**What to do**
Put each line of the listing below into a Markdown table with two columns, No. for the row number and Line for the text of that line. Leave out any blank lines.

# # #

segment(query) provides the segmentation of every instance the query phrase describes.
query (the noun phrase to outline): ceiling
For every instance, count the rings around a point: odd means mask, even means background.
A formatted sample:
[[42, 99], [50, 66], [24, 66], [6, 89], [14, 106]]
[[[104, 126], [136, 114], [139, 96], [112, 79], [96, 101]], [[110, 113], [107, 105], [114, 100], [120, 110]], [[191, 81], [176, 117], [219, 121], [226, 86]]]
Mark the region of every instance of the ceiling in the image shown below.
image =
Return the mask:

# # #

**Final result**
| No. | Line |
|---|---|
| 1 | segment(query) provides the segmentation of every instance the query phrase describes. |
| 2 | query (the noun phrase to outline): ceiling |
| 3 | For every instance, count the rings around a point: odd means mask, even means background. |
| 4 | A formatted sample: |
| 5 | [[42, 99], [50, 66], [24, 66], [6, 89], [14, 106]] |
| 6 | [[[104, 126], [136, 114], [139, 96], [112, 79], [96, 101]], [[110, 113], [107, 105], [114, 100], [120, 110]], [[191, 81], [176, 117], [219, 121], [226, 86]]] |
| 7 | Mark the region of every instance of the ceiling in the image shown below. |
| 8 | image = |
| 9 | Return the mask: |